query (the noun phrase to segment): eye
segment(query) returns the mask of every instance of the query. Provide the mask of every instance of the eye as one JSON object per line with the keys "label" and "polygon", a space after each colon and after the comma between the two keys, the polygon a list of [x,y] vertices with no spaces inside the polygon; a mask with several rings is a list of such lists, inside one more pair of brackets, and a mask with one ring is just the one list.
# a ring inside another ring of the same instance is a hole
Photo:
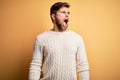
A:
{"label": "eye", "polygon": [[70,15],[70,12],[68,12],[68,14]]}

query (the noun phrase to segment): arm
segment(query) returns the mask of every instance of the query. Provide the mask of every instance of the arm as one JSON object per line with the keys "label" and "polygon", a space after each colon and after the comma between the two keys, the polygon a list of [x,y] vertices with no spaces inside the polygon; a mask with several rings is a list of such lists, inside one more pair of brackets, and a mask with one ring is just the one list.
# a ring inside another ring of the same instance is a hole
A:
{"label": "arm", "polygon": [[77,50],[77,73],[80,80],[89,80],[89,64],[87,61],[86,50],[82,38]]}
{"label": "arm", "polygon": [[42,47],[38,39],[36,39],[35,44],[34,44],[32,62],[29,68],[29,80],[40,79],[42,59],[43,59]]}

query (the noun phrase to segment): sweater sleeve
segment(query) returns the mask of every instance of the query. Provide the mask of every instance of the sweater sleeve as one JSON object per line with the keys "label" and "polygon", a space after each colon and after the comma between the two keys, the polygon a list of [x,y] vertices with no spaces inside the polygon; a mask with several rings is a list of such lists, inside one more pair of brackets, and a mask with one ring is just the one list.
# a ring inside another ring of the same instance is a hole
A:
{"label": "sweater sleeve", "polygon": [[89,80],[89,64],[82,38],[77,50],[77,73],[80,80]]}
{"label": "sweater sleeve", "polygon": [[40,45],[38,39],[34,44],[32,61],[29,68],[29,80],[39,80],[41,75],[41,66],[43,60],[43,47]]}

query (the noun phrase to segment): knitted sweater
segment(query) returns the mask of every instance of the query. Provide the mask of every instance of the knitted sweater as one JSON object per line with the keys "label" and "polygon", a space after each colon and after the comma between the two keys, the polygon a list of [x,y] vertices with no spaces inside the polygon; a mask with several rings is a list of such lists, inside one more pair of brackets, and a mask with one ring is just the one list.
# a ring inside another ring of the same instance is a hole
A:
{"label": "knitted sweater", "polygon": [[71,30],[49,30],[37,36],[29,80],[77,80],[76,73],[80,80],[89,80],[89,65],[80,35]]}

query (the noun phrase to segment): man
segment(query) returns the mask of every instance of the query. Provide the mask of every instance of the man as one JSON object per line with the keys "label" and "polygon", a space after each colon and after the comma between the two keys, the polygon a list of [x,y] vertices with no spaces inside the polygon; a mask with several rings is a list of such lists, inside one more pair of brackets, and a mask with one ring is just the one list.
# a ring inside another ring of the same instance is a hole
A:
{"label": "man", "polygon": [[77,77],[89,80],[83,39],[68,29],[69,15],[68,3],[52,5],[50,16],[53,29],[36,38],[29,80],[77,80]]}

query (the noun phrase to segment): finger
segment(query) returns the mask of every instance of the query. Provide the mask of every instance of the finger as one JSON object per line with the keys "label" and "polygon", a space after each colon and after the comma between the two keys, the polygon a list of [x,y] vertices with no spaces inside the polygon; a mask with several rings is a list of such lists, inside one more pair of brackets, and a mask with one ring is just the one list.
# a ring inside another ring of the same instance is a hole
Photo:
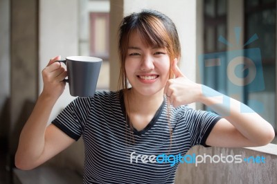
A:
{"label": "finger", "polygon": [[47,66],[51,65],[53,63],[57,62],[57,60],[60,60],[61,56],[60,55],[57,55],[55,57],[53,57],[52,59],[50,59],[49,62],[47,64]]}
{"label": "finger", "polygon": [[45,71],[48,73],[51,73],[53,72],[56,70],[59,70],[60,68],[62,68],[62,65],[60,64],[60,63],[59,62],[54,62],[52,63],[51,65],[46,66],[45,68]]}
{"label": "finger", "polygon": [[172,84],[171,80],[168,80],[163,89],[163,94],[165,94],[167,97],[170,97],[172,93],[172,91],[170,89],[170,86],[171,84]]}
{"label": "finger", "polygon": [[184,77],[184,74],[181,73],[181,71],[180,71],[180,69],[179,68],[179,67],[177,66],[177,58],[174,59],[173,62],[172,62],[172,66],[171,68],[172,68],[174,75],[175,75],[175,78]]}
{"label": "finger", "polygon": [[67,71],[64,71],[63,73],[62,73],[61,74],[60,74],[60,75],[57,77],[57,79],[58,81],[62,82],[62,81],[63,81],[63,80],[65,79],[65,77],[67,77]]}

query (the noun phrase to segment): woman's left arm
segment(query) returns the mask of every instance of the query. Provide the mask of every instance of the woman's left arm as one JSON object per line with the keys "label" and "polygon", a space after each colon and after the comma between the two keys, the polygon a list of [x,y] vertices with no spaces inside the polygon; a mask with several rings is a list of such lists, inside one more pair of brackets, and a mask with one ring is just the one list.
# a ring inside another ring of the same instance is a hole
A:
{"label": "woman's left arm", "polygon": [[206,144],[210,146],[241,147],[262,146],[275,136],[272,126],[247,105],[208,86],[196,84],[172,66],[175,78],[169,80],[164,93],[170,103],[178,107],[201,102],[224,118],[211,131]]}

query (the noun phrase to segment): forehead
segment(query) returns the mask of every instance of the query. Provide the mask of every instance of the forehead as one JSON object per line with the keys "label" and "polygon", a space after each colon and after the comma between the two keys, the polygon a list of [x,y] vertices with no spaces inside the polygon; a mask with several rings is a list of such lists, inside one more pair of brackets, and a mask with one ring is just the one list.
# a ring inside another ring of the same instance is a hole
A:
{"label": "forehead", "polygon": [[157,43],[152,42],[153,39],[138,29],[132,30],[128,37],[128,47],[143,45],[147,47],[161,47]]}

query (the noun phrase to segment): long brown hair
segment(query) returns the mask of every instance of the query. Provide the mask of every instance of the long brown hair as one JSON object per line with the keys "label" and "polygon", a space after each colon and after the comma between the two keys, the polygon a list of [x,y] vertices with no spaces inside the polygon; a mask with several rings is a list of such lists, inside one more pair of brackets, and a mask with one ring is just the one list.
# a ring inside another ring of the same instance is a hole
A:
{"label": "long brown hair", "polygon": [[[173,21],[163,13],[152,10],[143,10],[141,12],[132,13],[125,17],[121,21],[119,28],[118,37],[118,54],[120,62],[120,71],[118,80],[118,89],[121,86],[123,91],[128,88],[127,78],[125,68],[125,58],[127,53],[129,35],[136,31],[141,40],[148,46],[156,46],[165,48],[170,61],[169,78],[173,78],[174,75],[171,70],[171,62],[175,58],[179,59],[181,57],[181,45],[178,33]],[[128,96],[126,96],[129,104]],[[168,102],[168,119],[170,127],[170,142],[172,138],[172,129],[170,126],[170,107]],[[129,107],[128,105],[128,107]],[[133,129],[132,123],[129,123],[126,109],[127,126],[129,125],[131,130]],[[131,132],[132,134],[132,132]],[[126,132],[126,136],[129,134]],[[133,136],[133,140],[134,136]],[[130,139],[128,142],[129,142]],[[171,143],[170,143],[171,145]]]}

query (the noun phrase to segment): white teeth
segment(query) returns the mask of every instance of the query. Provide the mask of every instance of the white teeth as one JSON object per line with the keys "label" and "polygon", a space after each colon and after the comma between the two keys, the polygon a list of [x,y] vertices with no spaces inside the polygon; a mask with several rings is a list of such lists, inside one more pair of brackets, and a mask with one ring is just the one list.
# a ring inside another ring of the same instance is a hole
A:
{"label": "white teeth", "polygon": [[156,79],[157,75],[151,75],[151,76],[142,76],[139,75],[139,77],[143,80],[154,80]]}

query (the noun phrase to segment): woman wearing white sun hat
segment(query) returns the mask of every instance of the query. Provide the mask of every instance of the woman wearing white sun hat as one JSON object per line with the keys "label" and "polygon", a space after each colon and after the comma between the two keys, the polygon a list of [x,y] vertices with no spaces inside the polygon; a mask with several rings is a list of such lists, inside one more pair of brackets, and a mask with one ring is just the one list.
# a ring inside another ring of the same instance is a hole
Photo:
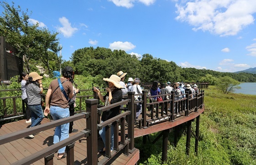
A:
{"label": "woman wearing white sun hat", "polygon": [[[109,78],[104,78],[103,80],[108,82],[108,88],[106,88],[106,90],[107,91],[105,96],[102,96],[101,91],[95,87],[93,87],[93,91],[96,92],[99,98],[102,102],[105,102],[105,105],[112,104],[122,101],[123,93],[121,88],[123,87],[120,84],[119,82],[121,78],[117,75],[112,74]],[[112,108],[111,109],[102,112],[101,116],[101,122],[104,122],[110,119],[111,119],[119,114],[120,106]],[[106,146],[105,127],[103,127],[101,130],[99,132],[99,134],[102,139],[104,146]],[[112,125],[111,126],[111,150],[113,150],[114,147],[114,127]],[[101,153],[104,153],[105,152],[104,148],[101,150],[99,151]]]}

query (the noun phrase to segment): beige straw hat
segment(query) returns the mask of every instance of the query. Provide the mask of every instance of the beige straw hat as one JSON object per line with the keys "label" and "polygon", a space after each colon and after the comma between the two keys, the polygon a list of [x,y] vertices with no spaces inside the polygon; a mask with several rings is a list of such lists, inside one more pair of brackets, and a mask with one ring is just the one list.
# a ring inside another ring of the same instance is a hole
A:
{"label": "beige straw hat", "polygon": [[121,80],[120,77],[115,74],[112,75],[109,78],[103,78],[103,80],[107,81],[108,82],[111,82],[113,83],[115,87],[116,87],[117,88],[123,88],[123,87],[119,83],[119,82]]}
{"label": "beige straw hat", "polygon": [[32,77],[33,79],[32,81],[36,81],[37,80],[42,79],[43,78],[43,76],[39,76],[38,73],[37,73],[36,72],[32,72],[28,75],[28,77]]}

══════════════════════════════

→ Task statement
Please repeat the stretch from the first of the lines through the line containing "instance of the eye", replacing "instance" with "occurrence" and leaving everything else unchanged.

→ Exercise solution
query (the noun phrase to segment): eye
segment(query) returns the mask of every occurrence of the query. Provide the mask of every occurrence of the eye as one JSON object per line with the keys "label" and "polygon", a space after each colon and after the comma between the two keys, the polygon a list of [x,y] vertices with no spaces inside the polygon; a mask with several rings is a list of such lists, inside one more pair of brackets, and a mask with one ring is just the one list.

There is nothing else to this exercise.